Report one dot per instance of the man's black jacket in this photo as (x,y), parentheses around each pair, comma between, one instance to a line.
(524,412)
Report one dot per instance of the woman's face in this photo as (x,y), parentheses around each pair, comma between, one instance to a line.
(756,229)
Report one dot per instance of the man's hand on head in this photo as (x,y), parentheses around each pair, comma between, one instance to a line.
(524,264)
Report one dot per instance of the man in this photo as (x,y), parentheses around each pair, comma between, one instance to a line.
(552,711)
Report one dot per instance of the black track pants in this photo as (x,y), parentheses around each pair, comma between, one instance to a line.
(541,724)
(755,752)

+ + + +

◆ PROBLEM DETAILS
Put every line of the material above into a numbered list, leaving out any blank lines.

◆ CORRECT RESULT
1. Report one dot per instance of the man's black jacket in this photo as (x,y), parentheses around each pair, comma between, one instance to a line.
2. (524,412)
3. Report one dot per instance of the woman's face in this photo as (x,y), parentheses around each pair, comma between, one instance to a line.
4. (756,229)
5. Report one dot per instance of the man's hand on head in this photo as (x,y), parentheses around each pair, comma between, one instance to a line.
6. (524,264)
7. Report one dot per instance of the man in this photo as (x,y), parentheses around each pair, comma between, one instance to a line.
8. (552,711)
9. Report one dot per instance of the black track pants in this photo as (x,y), parentheses around each pair, comma between, one instance to a line.
10. (541,724)
11. (755,752)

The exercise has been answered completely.